(Segmentation data)
+++++

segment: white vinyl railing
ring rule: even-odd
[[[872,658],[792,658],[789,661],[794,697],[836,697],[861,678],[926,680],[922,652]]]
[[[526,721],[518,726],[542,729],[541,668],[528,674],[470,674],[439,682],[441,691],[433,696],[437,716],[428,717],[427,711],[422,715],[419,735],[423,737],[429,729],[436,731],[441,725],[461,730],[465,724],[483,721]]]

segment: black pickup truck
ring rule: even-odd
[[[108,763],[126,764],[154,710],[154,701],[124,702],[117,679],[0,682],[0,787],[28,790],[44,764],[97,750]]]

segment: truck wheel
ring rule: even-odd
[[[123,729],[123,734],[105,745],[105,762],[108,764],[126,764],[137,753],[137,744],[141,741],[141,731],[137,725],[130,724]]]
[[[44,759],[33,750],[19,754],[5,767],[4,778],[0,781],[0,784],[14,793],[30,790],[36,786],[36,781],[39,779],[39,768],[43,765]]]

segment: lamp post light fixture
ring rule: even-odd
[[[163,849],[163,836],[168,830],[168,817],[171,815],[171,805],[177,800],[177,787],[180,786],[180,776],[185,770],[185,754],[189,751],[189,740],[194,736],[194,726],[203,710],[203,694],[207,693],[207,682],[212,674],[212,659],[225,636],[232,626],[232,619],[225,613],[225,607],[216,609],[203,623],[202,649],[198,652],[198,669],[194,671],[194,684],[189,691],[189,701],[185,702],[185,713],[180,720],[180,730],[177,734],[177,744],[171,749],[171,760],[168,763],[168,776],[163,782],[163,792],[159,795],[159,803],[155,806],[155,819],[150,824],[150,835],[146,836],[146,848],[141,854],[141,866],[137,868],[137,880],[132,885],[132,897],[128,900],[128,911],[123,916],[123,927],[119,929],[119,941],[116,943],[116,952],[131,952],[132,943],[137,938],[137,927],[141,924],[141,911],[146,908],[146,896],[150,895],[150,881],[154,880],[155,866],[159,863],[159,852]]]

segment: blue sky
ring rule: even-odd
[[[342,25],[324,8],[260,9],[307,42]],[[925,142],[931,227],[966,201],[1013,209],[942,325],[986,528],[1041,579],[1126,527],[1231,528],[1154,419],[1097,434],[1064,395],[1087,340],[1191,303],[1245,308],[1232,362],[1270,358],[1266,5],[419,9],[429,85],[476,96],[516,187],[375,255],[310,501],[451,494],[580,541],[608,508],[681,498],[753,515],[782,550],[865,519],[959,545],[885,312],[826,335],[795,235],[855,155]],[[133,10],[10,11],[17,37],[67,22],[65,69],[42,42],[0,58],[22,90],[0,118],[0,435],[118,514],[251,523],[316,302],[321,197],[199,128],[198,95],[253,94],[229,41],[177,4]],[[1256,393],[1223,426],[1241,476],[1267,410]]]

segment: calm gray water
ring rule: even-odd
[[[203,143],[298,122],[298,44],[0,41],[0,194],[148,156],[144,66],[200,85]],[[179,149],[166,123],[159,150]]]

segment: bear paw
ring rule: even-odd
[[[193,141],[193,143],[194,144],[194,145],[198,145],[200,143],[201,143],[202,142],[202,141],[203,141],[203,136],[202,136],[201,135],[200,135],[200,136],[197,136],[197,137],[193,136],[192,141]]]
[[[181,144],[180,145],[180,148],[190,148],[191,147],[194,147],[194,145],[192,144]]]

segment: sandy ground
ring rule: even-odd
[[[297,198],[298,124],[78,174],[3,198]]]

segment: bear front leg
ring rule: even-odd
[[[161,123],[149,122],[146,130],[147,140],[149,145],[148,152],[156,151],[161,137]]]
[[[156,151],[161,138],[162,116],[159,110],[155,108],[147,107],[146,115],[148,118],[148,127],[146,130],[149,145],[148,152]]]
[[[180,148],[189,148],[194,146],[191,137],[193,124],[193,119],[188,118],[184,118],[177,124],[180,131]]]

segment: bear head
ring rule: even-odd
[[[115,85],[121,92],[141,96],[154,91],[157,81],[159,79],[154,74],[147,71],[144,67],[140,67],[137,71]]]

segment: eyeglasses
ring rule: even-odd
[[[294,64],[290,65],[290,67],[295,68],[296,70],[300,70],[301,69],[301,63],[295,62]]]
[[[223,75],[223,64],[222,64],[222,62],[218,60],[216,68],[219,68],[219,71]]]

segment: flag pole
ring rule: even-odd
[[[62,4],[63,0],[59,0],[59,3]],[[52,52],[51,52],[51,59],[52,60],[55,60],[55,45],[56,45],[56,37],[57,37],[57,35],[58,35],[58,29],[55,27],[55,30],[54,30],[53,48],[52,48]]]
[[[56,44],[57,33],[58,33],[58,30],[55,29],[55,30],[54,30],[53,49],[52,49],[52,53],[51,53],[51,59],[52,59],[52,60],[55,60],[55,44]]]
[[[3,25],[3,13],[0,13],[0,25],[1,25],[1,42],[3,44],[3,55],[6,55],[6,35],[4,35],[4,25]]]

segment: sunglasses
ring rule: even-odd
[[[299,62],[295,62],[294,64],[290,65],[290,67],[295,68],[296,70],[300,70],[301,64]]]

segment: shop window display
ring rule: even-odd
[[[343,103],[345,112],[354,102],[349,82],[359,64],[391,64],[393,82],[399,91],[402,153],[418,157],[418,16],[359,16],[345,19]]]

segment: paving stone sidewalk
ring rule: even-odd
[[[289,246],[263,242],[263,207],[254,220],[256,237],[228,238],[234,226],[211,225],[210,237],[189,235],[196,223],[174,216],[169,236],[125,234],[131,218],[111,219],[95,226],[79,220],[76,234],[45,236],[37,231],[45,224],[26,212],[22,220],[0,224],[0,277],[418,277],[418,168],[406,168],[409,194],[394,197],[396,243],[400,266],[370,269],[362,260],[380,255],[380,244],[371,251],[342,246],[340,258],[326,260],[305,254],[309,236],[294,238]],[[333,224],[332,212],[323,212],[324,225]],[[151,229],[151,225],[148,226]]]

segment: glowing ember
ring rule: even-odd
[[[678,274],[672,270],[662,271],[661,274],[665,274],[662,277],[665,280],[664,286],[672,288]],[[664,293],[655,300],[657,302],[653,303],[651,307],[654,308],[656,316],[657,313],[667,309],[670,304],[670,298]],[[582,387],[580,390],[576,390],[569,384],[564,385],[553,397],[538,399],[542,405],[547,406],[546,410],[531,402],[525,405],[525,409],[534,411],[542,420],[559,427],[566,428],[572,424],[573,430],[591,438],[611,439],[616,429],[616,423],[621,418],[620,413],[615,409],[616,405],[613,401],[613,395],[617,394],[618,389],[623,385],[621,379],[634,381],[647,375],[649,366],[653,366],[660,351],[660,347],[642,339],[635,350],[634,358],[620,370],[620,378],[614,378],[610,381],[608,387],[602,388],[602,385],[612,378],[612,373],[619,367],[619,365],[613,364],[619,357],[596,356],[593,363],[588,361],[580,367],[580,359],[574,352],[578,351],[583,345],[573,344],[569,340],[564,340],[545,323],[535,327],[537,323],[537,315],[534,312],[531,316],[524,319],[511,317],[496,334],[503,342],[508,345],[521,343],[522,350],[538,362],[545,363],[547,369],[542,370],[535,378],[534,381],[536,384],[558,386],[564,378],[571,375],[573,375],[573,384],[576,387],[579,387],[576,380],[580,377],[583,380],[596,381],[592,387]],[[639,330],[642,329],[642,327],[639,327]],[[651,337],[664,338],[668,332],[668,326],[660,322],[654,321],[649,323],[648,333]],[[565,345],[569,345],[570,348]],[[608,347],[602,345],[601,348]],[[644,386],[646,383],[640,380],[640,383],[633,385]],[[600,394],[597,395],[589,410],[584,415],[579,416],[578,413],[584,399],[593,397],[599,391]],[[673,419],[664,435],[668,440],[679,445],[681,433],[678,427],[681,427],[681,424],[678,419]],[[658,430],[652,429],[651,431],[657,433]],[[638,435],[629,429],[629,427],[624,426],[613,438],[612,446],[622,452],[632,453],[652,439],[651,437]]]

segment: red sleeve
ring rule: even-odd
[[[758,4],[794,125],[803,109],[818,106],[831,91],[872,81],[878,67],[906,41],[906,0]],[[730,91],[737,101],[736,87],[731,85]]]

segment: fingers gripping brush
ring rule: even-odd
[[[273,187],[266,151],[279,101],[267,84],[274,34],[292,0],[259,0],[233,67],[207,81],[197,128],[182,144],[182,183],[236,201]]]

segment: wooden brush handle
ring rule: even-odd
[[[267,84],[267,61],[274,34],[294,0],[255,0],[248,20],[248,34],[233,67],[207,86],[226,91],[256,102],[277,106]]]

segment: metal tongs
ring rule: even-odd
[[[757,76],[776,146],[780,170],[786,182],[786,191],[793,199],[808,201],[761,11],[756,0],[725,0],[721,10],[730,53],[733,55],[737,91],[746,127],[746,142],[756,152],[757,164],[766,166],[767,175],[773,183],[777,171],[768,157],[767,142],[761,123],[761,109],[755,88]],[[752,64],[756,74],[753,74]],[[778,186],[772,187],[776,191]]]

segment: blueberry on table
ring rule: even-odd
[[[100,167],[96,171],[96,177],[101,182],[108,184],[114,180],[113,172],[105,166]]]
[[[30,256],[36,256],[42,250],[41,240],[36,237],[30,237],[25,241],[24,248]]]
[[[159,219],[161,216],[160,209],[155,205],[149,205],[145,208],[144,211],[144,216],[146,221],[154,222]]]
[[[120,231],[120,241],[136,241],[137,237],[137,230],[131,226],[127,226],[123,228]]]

+++++

**Your goal**
Copy out the material above word for word, starting at the line that contains "segment: red sleeve" and continuing through the final line of the material.

**The completed task**
segment: red sleeve
ring rule: even-odd
[[[758,4],[794,125],[803,109],[818,106],[831,91],[872,81],[878,67],[906,41],[906,0]],[[730,91],[737,101],[736,87],[731,85]]]

segment: fingers gripping brush
ring rule: even-odd
[[[273,187],[266,151],[279,101],[267,84],[274,34],[292,0],[259,0],[233,67],[207,81],[197,128],[182,144],[182,183],[236,201]]]

segment: wooden brush handle
ring rule: even-odd
[[[267,84],[267,61],[274,34],[294,0],[255,0],[248,20],[248,34],[233,67],[207,86],[226,91],[256,102],[277,106]]]

segment: metal tongs
ring rule: even-odd
[[[757,76],[776,146],[780,170],[786,182],[786,191],[793,199],[808,201],[761,11],[756,0],[725,0],[721,10],[730,53],[733,55],[737,91],[746,127],[746,142],[756,152],[757,164],[766,166],[767,175],[773,183],[777,171],[768,157],[767,142],[761,123],[761,109],[755,88]],[[752,64],[756,74],[753,74]],[[778,186],[772,187],[776,191]]]

segment: blueberry on table
ring rule: even-odd
[[[100,167],[96,171],[96,177],[101,182],[108,184],[114,180],[113,172],[105,166]]]
[[[30,256],[36,256],[42,250],[41,240],[36,237],[30,237],[25,241],[24,248]]]
[[[159,219],[161,216],[160,209],[155,205],[149,205],[145,208],[144,211],[144,216],[146,221],[154,222]]]
[[[120,231],[120,241],[136,241],[137,237],[137,230],[131,226],[127,226],[123,228]]]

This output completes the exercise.